# Material to process
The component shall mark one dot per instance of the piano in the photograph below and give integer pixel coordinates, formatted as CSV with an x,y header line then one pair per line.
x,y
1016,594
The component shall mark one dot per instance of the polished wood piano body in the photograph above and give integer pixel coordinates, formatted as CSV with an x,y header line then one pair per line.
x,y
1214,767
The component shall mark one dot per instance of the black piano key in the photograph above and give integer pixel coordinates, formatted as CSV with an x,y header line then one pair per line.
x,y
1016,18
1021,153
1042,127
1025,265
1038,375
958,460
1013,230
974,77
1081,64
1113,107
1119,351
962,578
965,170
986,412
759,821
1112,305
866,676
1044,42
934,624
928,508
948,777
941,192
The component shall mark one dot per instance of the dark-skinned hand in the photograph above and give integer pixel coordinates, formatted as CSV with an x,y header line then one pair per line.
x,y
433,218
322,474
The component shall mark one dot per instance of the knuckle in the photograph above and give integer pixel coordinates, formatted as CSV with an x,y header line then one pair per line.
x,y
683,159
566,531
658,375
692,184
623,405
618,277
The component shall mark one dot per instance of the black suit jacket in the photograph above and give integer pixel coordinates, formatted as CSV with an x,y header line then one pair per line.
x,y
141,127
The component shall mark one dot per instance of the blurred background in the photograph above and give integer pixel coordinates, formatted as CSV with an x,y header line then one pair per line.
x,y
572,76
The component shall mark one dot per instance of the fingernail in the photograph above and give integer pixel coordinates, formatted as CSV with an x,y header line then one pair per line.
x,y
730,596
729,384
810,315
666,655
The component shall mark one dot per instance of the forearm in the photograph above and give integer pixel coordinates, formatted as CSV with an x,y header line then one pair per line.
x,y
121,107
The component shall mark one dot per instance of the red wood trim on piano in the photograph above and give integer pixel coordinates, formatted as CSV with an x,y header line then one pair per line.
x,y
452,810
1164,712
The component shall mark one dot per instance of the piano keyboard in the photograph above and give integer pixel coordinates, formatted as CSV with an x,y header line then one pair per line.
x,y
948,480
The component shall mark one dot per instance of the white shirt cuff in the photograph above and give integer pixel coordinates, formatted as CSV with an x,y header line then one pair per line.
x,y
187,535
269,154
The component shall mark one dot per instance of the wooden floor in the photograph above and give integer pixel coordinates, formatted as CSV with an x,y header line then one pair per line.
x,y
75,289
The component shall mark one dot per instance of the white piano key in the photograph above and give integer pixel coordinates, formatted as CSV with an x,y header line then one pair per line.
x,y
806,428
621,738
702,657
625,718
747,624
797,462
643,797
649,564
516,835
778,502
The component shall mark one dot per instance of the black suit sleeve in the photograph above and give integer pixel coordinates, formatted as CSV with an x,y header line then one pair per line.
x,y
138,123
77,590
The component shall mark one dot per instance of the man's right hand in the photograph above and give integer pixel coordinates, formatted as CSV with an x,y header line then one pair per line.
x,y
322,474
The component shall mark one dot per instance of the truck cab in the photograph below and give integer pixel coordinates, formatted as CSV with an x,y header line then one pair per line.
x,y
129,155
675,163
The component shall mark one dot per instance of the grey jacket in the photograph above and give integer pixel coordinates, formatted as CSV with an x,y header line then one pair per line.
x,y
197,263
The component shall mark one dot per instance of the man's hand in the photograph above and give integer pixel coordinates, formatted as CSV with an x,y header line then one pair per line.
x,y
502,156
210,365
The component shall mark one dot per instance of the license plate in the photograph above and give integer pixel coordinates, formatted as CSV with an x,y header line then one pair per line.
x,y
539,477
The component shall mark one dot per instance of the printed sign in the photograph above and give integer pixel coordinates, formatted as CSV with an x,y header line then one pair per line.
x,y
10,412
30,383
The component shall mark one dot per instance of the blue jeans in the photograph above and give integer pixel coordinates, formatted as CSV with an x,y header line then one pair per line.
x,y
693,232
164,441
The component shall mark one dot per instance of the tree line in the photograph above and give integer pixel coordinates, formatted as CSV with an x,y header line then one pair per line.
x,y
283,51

# Exercise
A verbatim copy of all the records is to be produced.

# Written solution
The component shall mark one dot per instance of the piano in the photograph below and give integer pixel coordinates, formatted as CSV with an x,y header line then one pair per line.
x,y
1016,594
The component shall mark one dot per instance of the polished wood piano body in the photograph above and give integer pixel coordinates, formatted as CSV with an x,y header line then one pair per line.
x,y
1214,767
The component shall mark one dot per instance of the black piano key in the photograph above and give integer pixel coordinates, formatted as CSV with an x,y header line then one pair per line.
x,y
1016,18
1021,153
1042,127
1025,265
1038,375
958,460
1013,230
974,77
1081,64
1113,107
1119,351
962,578
965,170
986,412
759,821
1112,305
866,676
1044,42
934,624
928,508
948,777
941,192
The component shall mark one dot per instance of the dark-skinned hand in the photograph above and give integer pixel coordinates, formatted as CSV with an x,y header line then one pair per line.
x,y
433,218
322,474
The component shall mark one dot per instance of the knuckle in the photograph above and give integer pixel coordinates, formatted as CSV with an x,y header line then one pair per line.
x,y
683,159
566,531
658,375
692,184
623,405
618,277
The component shall mark one dot per instance of the black suit jacket in the photograph above and give integer pixel coordinates, formatted as CSV with an x,y header line then one pair per line.
x,y
141,127
The component shall mark one dot per instance of the blurred background in the photograph above and give integer pixel coordinates, formatted as CSV with an x,y header line then one pair per line.
x,y
572,76
The component shall mark one dot per instance of the fingernail in the photograph above and give integer pixel coordinates, formatted as CSV with an x,y header line then one pair per line.
x,y
730,596
729,384
810,315
666,655
The component shall mark one dot per instance of the forearm in the photograph above and give integer pixel coordinates, formatted as CSV with an x,y header line then one pair per line.
x,y
121,107
The component shall mark one dot per instance of the red wood trim on piano in the photograph above and give integer pixel coordinates, formatted as CSV with an x,y header line then one pair per line.
x,y
452,810
1164,712
The component shall mark one dot per instance of the piano keyboard in the photograph above and give integer pixel coordinates, formatted as CSV with an x,y header line then one pair per line.
x,y
948,480
The component shall mark one dot per instance of the white shirt cuff in the photograph above and give integer pixel coordinates, formatted as CSV with an x,y header line then one pair per line.
x,y
187,535
269,154
The component shall mark one dot per instance of the wooden floor in the photograph above and give integer pixel coordinates, formatted as CSV with an x,y header line then one pair per line.
x,y
75,289
The component shall mark one dot per instance of the white piano key in the photograph above and give integer pixel coordinates, formatted as CSV with an x,y header line then one pair per line.
x,y
806,428
621,738
702,657
625,718
747,624
797,462
643,797
649,564
516,835
778,502
The component shall mark one dot per instance of the black suit sleeve in the photograph above and give integer pixel coordinates, formatted as CSV with an x,y header line then one pair per line.
x,y
138,123
77,590
The component shall mark one dot per instance of the man's right hand in the photograph above and give integer pixel coordinates, formatted as CSV with an x,y header line then one pair per line.
x,y
322,474
The component shall mark one dot per instance of the truck cab in the photograph below and give integer pixel coordinates, formatted as CSV with an x,y header line then one pair per line.
x,y
129,155
675,163
The component shall mark one dot per instance of the grey jacket in the photograph above and give integer pixel coordinates, formatted as CSV with an x,y header line then one pair per line.
x,y
197,263
The component shall mark one dot per instance of the man's hand in the photograph above and give integer pixel coordinates, formatted as CSV with an x,y header line then one pair per line.
x,y
502,156
210,365
The component shall mark one dot per instance of the license plate in the photograph above and give integer pixel coordinates, formatted as CSV with an x,y header line then one pair per line.
x,y
539,477
The component shall mark one dot per instance of the printed sign in the photograph above and give integer pixel coordinates, formatted as CSV with an x,y header line then one pair per line.
x,y
10,412
30,383
The component shall mark one dot per instance of the blue jeans in the photograph above and give integer pixel coordinates, formatted as CSV with an x,y header line then one pair per line.
x,y
693,232
164,441
The component shall mark one dot per instance of the tree line in the photograph above and give integer pixel coordinates, formatted as CSV with an x,y header line then one pair per line.
x,y
283,51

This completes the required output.